# TASK REQUIREMENTS
1. From the Shaare Torah article, rewrite the passage starting with "Yeshivat Shaare Torah" and going on through "York, United States.", swapping "non-profit organization" for "charitable organization".
2. Please list every enrollment figure the Shaare Torah article gives, along with the school or program each one belongs to.
3. For each statement, decide whether the Shaare Torah article supports it and answer yes or no, quoting the words that settle it.
(a) Shaare Torah is philosophically affiliated with Reform Judaism.
(b) The girls' high school has more students than the boys' high school.
(c) In 2009 the school closed because of the swine flu epidemic.

# TEXT EXCERPT
——————

Yeshivat Shaare Torah (more popularly known as Shaare Torah or just Shaare) is a 501(c)(3) non-profit organization that operates five Sephardic private Jewish day school programs located in Brooklyn, New York, United States.
 It includes single-gender elementary schools and high schools for boys and girls. The boys' high school has 309 students and the girls' high school has 120 students. The organization also operates a preschool program for 60 children.

Teaching philosophy

Shaare Torah is affiliated philosophically with Orthodox Judaism.

Student demographics

Shaare Torah primarily caters to the Sephardic Jewish community of Brooklyn, but also has students from around the Tri-State area.

After high school graduation

Graduates are encouraged to participate in year-long programs at yeshivot and seminaries in Israel. Afterwards, some continue their studies in similar institutions, while others enroll in university, or go straight into the workforce. Some of the most popular universities among Shaare alumni, such as Brooklyn College and Baruch College, grant up to one year's worth of credit to students who study in Israel, allowing them to apply these credits to their undergraduate degree.

History

In 2009, 34 students at the girl's elementary school were injured when a sidewalk grate collapsed during a graduation ceremony. The girl's elementary school has about 300 students. That same year, the school closed due to the swine flu epidemic.

——————

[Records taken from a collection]
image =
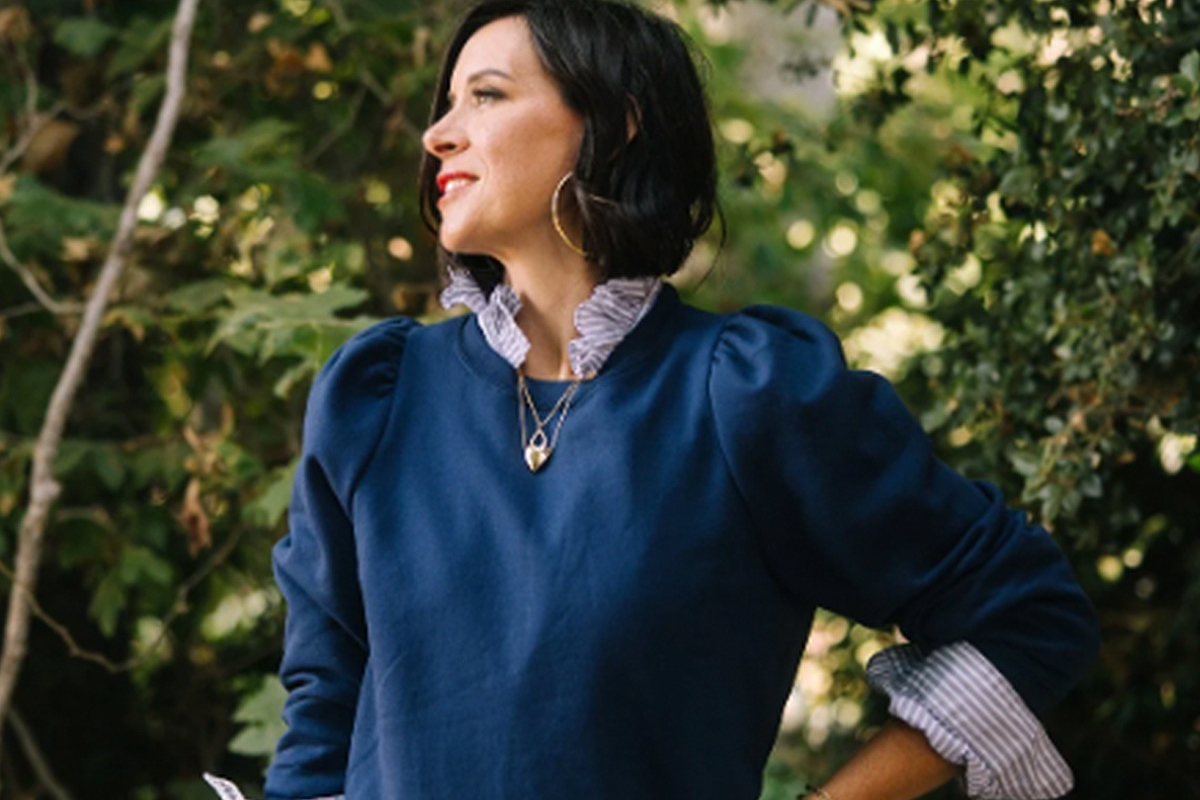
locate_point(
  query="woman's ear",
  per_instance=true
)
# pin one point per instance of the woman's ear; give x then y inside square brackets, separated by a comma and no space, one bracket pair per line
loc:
[633,119]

——————

# ANSWERS IN ORDER
1.
Yeshivat Shaare Torah (more popularly known as Shaare Torah or just Shaare) is a 501(c)(3) charitable organization that operates five Sephardic private Jewish day school programs located in Brooklyn, New York, United States.

2.
- Boys' high school: 309 students
- Girls' high school: 120 students
- Preschool program: 60 children
- Girls' elementary school: about 300 students

3.
(a) No: "Shaare Torah is affiliated philosophically with Orthodox Judaism."
(b) No: "The boys' high school has 309 students and the girls' high school has 120 students."
(c) Yes: "That same year, the school closed due to the swine flu epidemic."